— TREŚĆ POLECENIA —
Wypisz wiernie, wiersz po wierszu, wszystkie poniższe pozycje bez żadnych zmian.

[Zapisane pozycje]
——
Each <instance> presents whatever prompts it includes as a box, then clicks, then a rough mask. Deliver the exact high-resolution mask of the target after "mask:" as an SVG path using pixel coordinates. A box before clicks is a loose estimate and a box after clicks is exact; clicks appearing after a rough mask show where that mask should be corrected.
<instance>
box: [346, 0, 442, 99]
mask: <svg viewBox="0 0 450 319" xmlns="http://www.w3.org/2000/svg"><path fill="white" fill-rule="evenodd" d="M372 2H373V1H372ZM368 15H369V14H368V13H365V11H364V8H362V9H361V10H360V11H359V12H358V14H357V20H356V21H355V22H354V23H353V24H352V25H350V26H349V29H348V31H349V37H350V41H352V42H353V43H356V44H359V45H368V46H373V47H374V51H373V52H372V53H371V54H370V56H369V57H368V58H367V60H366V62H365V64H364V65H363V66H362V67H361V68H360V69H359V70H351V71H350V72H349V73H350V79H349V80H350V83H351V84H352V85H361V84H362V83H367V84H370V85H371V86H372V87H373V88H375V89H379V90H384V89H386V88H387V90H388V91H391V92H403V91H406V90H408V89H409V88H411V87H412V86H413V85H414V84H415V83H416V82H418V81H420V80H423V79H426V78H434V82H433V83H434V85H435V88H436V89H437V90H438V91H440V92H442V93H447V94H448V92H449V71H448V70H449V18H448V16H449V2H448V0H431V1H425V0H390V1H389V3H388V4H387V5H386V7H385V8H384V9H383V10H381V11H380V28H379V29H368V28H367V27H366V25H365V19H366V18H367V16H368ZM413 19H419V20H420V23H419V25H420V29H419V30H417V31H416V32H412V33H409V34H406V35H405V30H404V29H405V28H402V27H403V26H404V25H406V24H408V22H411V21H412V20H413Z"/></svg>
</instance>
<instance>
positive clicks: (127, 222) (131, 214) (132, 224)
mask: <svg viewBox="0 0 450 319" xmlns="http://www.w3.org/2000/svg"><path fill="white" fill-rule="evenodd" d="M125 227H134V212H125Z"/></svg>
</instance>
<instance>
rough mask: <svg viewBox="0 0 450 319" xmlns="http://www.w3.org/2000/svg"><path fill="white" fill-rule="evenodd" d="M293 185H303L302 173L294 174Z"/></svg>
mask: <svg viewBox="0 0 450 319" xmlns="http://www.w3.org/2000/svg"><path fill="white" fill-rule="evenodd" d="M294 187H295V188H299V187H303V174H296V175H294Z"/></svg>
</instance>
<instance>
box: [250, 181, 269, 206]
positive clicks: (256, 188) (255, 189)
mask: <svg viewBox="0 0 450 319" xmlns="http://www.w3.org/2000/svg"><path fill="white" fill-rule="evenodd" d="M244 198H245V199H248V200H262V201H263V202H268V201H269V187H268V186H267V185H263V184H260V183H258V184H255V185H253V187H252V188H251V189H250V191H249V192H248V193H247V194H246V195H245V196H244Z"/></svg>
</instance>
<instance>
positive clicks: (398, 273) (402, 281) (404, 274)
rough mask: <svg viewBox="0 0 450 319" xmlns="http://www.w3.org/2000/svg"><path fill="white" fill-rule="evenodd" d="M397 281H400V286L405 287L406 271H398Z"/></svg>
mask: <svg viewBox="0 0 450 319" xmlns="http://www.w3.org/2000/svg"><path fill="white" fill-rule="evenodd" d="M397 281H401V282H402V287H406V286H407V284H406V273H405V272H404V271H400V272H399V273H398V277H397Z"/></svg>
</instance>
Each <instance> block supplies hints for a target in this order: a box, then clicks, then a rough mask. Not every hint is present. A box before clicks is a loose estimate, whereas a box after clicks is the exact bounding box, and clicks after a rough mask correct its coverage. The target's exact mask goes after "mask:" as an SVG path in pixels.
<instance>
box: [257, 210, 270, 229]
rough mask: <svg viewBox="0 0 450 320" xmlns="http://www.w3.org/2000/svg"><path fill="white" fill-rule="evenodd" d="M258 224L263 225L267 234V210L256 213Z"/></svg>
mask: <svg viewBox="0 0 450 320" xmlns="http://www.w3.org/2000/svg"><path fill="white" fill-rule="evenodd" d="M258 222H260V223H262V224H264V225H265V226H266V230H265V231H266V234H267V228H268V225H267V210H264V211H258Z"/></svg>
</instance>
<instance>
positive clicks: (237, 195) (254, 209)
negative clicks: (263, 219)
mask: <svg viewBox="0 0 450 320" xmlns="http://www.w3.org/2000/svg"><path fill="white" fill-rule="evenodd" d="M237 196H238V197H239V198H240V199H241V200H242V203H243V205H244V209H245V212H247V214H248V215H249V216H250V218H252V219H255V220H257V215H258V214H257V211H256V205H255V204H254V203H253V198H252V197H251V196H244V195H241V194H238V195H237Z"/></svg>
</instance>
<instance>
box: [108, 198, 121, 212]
——
— WYNIK ĆWICZENIA —
Each <instance> presents whatever prompts it includes as a box, then clicks, then a rough mask. Deliver the exact high-resolution mask of the target after "mask:" as an SVG path using pixel coordinates. A box before clicks is a loose estimate and a box after clicks is exact; clicks appearing after a rough mask show where that mask should be corrected.
<instance>
box: [346, 0, 442, 99]
mask: <svg viewBox="0 0 450 319" xmlns="http://www.w3.org/2000/svg"><path fill="white" fill-rule="evenodd" d="M372 2H373V1H372ZM368 15H369V14H368V13H365V11H364V8H362V9H361V10H360V11H359V12H358V14H357V20H356V21H355V22H354V23H353V24H352V25H350V26H349V29H348V31H349V37H350V41H352V42H353V43H356V44H359V45H368V46H373V47H374V51H373V52H372V53H371V54H370V56H369V57H368V58H367V60H366V62H365V64H364V65H363V66H362V67H361V68H360V69H359V70H351V71H350V72H349V73H350V79H349V80H350V83H351V84H352V85H361V84H362V83H367V84H370V85H371V86H372V87H373V88H375V89H379V90H384V89H386V88H387V90H388V91H391V92H403V91H406V90H408V89H409V88H411V87H412V86H413V85H414V84H415V83H416V82H418V81H420V80H423V79H426V78H434V82H433V83H434V85H435V88H436V89H437V90H438V91H440V92H442V93H447V94H448V92H449V71H448V70H449V18H448V16H449V2H448V0H431V1H425V0H390V1H389V3H388V4H387V5H386V7H385V8H384V9H383V10H381V11H380V28H379V29H368V28H367V27H366V25H365V19H366V18H367V16H368ZM413 19H419V20H420V23H419V25H420V29H419V30H417V31H416V32H412V33H409V34H406V35H405V30H404V29H405V28H402V27H403V26H404V25H406V24H408V22H411V21H412V20H413Z"/></svg>
</instance>
<instance>
positive clicks: (127, 222) (131, 214) (132, 224)
mask: <svg viewBox="0 0 450 319" xmlns="http://www.w3.org/2000/svg"><path fill="white" fill-rule="evenodd" d="M125 227H134V212H125Z"/></svg>
</instance>
<instance>
rough mask: <svg viewBox="0 0 450 319" xmlns="http://www.w3.org/2000/svg"><path fill="white" fill-rule="evenodd" d="M293 185H303L302 173L294 174Z"/></svg>
mask: <svg viewBox="0 0 450 319" xmlns="http://www.w3.org/2000/svg"><path fill="white" fill-rule="evenodd" d="M294 187H295V188H299V187H303V174H296V175H294Z"/></svg>
</instance>
<instance>
box: [250, 181, 269, 206]
positive clicks: (256, 188) (255, 189)
mask: <svg viewBox="0 0 450 319" xmlns="http://www.w3.org/2000/svg"><path fill="white" fill-rule="evenodd" d="M244 198H245V199H248V200H262V201H263V202H268V201H269V187H268V186H267V185H263V184H260V183H258V184H255V185H253V187H252V188H251V189H250V191H249V192H248V193H247V194H246V195H245V196H244Z"/></svg>
</instance>
<instance>
positive clicks: (398, 273) (402, 281) (404, 274)
rough mask: <svg viewBox="0 0 450 319" xmlns="http://www.w3.org/2000/svg"><path fill="white" fill-rule="evenodd" d="M397 281H400V286L405 287L406 271H398Z"/></svg>
mask: <svg viewBox="0 0 450 319" xmlns="http://www.w3.org/2000/svg"><path fill="white" fill-rule="evenodd" d="M397 281H401V282H402V287H406V286H407V284H406V273H405V272H404V271H400V272H399V273H398V277H397Z"/></svg>
</instance>
Each <instance> block supplies hints for a target in this order: a box, then clicks, then a rough mask. Not every hint is present. A box before clicks is a loose estimate, whereas a box after clicks is the exact bounding box, and clicks after a rough mask correct its coverage. The target's exact mask goes after "mask:" as an SVG path in pixels.
<instance>
box: [257, 210, 270, 229]
rough mask: <svg viewBox="0 0 450 320" xmlns="http://www.w3.org/2000/svg"><path fill="white" fill-rule="evenodd" d="M258 224L263 225L267 234V210L256 213Z"/></svg>
mask: <svg viewBox="0 0 450 320" xmlns="http://www.w3.org/2000/svg"><path fill="white" fill-rule="evenodd" d="M258 222H260V223H262V224H264V225H265V226H266V230H265V231H266V234H267V228H268V225H267V210H264V211H258Z"/></svg>
</instance>
<instance>
positive clicks: (237, 195) (254, 209)
negative clicks: (263, 219)
mask: <svg viewBox="0 0 450 320" xmlns="http://www.w3.org/2000/svg"><path fill="white" fill-rule="evenodd" d="M237 196H238V197H239V198H240V199H241V200H242V203H243V205H244V209H245V212H247V214H248V215H249V216H250V218H252V219H255V220H257V215H258V214H257V211H256V205H255V204H254V203H253V198H252V197H251V196H244V195H241V194H238V195H237Z"/></svg>
</instance>
<instance>
box: [108, 198, 121, 212]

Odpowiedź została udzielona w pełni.